═════ Data listing

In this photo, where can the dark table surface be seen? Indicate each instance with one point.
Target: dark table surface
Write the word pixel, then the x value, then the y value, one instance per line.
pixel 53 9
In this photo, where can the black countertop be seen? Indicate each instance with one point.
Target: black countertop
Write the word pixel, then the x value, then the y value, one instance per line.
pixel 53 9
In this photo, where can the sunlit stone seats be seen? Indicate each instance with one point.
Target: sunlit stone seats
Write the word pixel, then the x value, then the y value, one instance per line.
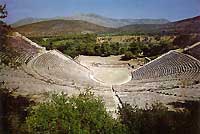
pixel 169 66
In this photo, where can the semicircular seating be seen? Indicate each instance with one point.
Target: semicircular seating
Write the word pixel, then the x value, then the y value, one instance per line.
pixel 172 65
pixel 59 68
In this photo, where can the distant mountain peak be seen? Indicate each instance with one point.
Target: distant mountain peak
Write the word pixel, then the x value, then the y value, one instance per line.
pixel 95 19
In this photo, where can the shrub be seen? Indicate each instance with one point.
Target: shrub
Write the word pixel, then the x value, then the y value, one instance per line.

══════════

▸ Problem to solve:
Copy all of the material above word for word, leaving out the picture.

▸ Exercise output:
In this photo, where can the dark table surface be seen? Indicate each instance with one point.
Target: dark table surface
Write the word pixel, then the x value, then the y value, one instance per line.
pixel 53 9
In this photo, where can the black countertop be seen? Indicate each instance with one point.
Target: black countertop
Write the word pixel, then the x value, then the y value, one instance per line.
pixel 53 9
In this photo, where can the sunlit stone seats be seen? Indicate each instance with one point.
Target: sunlit stone seats
Write the word pixel, then the x value, then the y value, one instance per line.
pixel 169 66
In this photo, where can the semicircular seating be seen? Indicate each instance with one point.
Target: semicircular seating
Write the word pixel, then the x value, then the y value, one instance per line.
pixel 172 65
pixel 59 68
In this photo, where can the distant mountain peak be seen? Indicate each instance with one point.
Target: distant mountain peak
Write the word pixel, then the x value, then the y value, one instance per line.
pixel 95 19
In this photo, where can the shrub be seen? Indicate each instance with one point.
Target: shrub
Write the word pixel, then the x value, then the y value, one instance per line.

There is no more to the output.